▶ **Selected text**
Smil describes natural gas as an energy source and identifies its advantages and disadvantages.

If you would like to learn more about energy in human history, read my book From Poverty to Progress: How Humans Invented Progress, and How We Can Keep It Going.

My Comments

In the 1990s environmentalists were generally pro-natural gas, but since then they have changed to being very strongly anti-natural gas. This is despite the fact that natural gas is one of the most cost-effective means for lowering carbon emissions. In particular, natural gas makes it quite easy to dramatically reduce coal usage, by far the worst source of carbon emissions and pollution.

Ironically, the intermittency of solar and wind power make it very likely that natural gas will increase in usage as it is the only reliable “peaking” energy source that can turn on/off rapidly to make up for the hourly/daily changes in solar and wind production.

A switch from coal to natural gas should be priority #1 for those who are concerned about global warming, public health and air pollution.

Key Take-aways

• Natural gas has many advantages over other energy sources:
  • Low cost (at least in North America)
  • Spread of fracking and horizontal drilling technology should drastically lower cost in rest of world.

▶ **Extracted data entries**

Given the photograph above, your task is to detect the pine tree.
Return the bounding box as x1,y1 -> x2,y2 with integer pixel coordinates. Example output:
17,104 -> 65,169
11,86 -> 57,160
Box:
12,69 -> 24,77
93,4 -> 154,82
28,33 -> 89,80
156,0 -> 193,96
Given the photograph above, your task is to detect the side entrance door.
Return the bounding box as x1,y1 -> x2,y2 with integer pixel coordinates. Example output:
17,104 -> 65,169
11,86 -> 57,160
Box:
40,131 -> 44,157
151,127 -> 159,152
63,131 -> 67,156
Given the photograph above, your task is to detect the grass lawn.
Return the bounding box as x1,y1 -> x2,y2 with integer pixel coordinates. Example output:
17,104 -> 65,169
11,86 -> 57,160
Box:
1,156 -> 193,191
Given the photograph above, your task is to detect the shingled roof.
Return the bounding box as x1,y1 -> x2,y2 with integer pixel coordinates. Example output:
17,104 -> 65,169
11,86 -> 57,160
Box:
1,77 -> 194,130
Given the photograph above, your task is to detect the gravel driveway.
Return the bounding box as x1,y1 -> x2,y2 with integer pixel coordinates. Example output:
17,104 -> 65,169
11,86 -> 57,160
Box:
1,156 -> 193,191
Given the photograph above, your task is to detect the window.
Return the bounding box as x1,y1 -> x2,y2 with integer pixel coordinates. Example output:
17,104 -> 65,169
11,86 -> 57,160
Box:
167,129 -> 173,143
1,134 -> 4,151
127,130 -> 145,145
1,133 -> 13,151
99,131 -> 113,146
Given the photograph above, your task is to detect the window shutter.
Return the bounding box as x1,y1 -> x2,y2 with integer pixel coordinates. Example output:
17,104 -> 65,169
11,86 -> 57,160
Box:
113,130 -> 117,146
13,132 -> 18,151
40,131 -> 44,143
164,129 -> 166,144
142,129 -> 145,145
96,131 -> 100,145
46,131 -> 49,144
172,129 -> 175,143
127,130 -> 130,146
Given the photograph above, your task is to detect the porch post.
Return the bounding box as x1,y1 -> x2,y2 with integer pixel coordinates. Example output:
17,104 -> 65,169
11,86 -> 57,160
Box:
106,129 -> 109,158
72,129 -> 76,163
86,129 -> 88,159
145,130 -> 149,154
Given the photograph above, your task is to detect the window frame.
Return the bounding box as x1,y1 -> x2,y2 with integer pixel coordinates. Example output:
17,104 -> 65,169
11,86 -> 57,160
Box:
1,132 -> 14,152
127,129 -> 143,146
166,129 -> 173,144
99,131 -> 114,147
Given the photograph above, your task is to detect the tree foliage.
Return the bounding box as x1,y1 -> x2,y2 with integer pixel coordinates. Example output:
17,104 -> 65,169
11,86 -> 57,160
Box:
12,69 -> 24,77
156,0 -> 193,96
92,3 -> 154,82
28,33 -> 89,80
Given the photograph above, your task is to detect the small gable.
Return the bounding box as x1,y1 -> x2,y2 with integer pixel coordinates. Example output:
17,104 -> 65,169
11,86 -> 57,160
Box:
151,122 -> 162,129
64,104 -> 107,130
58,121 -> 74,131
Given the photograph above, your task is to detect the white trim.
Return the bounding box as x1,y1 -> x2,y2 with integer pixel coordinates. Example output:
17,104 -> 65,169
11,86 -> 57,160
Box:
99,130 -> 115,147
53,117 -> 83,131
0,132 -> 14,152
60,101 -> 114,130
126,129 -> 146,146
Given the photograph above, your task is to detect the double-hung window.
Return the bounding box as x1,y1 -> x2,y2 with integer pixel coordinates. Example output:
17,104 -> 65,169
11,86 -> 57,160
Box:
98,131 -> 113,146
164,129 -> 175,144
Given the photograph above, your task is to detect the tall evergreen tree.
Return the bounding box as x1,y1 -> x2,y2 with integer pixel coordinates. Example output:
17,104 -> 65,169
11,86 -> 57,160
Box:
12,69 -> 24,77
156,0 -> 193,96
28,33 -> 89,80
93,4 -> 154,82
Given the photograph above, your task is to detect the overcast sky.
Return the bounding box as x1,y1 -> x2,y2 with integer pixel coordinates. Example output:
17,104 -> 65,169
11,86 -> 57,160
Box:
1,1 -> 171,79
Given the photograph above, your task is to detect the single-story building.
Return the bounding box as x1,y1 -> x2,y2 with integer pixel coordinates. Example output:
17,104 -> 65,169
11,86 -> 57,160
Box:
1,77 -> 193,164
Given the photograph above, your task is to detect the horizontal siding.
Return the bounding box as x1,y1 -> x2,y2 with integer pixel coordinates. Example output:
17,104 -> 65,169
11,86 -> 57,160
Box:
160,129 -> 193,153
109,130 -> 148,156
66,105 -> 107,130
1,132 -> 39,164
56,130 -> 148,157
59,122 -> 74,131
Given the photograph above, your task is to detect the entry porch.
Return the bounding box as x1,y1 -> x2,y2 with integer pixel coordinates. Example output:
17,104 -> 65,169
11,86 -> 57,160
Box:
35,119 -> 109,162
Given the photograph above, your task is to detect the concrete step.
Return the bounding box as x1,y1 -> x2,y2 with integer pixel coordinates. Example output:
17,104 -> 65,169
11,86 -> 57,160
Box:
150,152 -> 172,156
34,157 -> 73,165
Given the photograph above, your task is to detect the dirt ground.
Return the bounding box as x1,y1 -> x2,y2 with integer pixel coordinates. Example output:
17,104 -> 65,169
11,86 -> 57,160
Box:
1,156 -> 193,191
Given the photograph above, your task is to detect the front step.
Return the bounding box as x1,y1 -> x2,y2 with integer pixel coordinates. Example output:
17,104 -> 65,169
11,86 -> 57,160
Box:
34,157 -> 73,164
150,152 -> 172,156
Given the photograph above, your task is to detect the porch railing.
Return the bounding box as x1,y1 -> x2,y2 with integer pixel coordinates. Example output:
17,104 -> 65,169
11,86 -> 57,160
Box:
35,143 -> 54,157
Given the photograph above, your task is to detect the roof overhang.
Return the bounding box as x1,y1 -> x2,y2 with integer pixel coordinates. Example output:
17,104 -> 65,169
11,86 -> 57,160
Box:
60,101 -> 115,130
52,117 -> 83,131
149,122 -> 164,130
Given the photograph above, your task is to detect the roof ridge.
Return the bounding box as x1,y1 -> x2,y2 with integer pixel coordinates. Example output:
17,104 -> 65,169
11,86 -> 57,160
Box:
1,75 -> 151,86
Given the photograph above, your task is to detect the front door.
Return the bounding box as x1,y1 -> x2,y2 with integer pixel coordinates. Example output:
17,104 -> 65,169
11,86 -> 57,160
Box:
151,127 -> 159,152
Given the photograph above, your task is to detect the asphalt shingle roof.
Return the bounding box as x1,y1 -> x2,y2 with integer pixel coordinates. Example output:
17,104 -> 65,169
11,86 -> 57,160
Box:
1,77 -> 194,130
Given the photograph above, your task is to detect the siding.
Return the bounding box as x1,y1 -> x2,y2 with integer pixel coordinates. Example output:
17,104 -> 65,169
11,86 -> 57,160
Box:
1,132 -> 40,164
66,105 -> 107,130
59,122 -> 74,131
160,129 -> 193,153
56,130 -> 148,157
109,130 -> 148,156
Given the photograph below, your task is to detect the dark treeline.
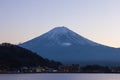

▶ **Requests**
**A.** In the natural gas text, what was environmentalists' general position on natural gas in the 1990s?
**B.** Why does the natural gas text expect natural gas usage to increase? Answer in one to three sentences.
**C.** Write what comes next in the natural gas text, starting after its final bullet point.

▶ **Results in order**
**A.** They were generally pro-natural gas.

**B.** Solar and wind power are intermittent, and their output changes hourly and daily. Natural gas is the only reliable "peaking" source that can turn on and off rapidly to make up for those changes.

**C.**
  • Energy reserves are widely distributed geographically
  • Huge energy reserves are likely to last remainder of 21^st Century
  • Proven energy reserves are expanding faster due to technological innovationthan they are being depleted by production.
  • Low carbon emissions (CCGT emit one-third the carbon as coal)
  • Very low levels of air pollution
  • Unlike solar and wind, natural gas can run 24/7 or modulate based upon demand
  • Easily stored and transported via pipeline
  • Extremely flexible in use (industrial, heating and electricity generation)
  • Can be used for both peaking and base-load electricity generation.
  • Very efficient combustion
  • Convenient home use

Important Quotes from Book

No energy source is perfect when judged by multiple criteria that fully appraise its value and its impacts. For fuels, the list must include not only energy density, transportability, storability, and combustion efficiency but also convenience, cleanliness, and flexibility of use; contribution to the generation of greenhouse gases; and reliability and durability of supply. When compared to its three principal fuel alternatives—wood, coal, and liquids derived from crude oil—natural gas scores poorly only on the first criterion: at ambient pressure and temperature, its specific density, and hence its energy density, is obviously lower than that of solids or liquids. On all other criteria, natural gas scores no less than very good, and on most of them, it is excellent or superior.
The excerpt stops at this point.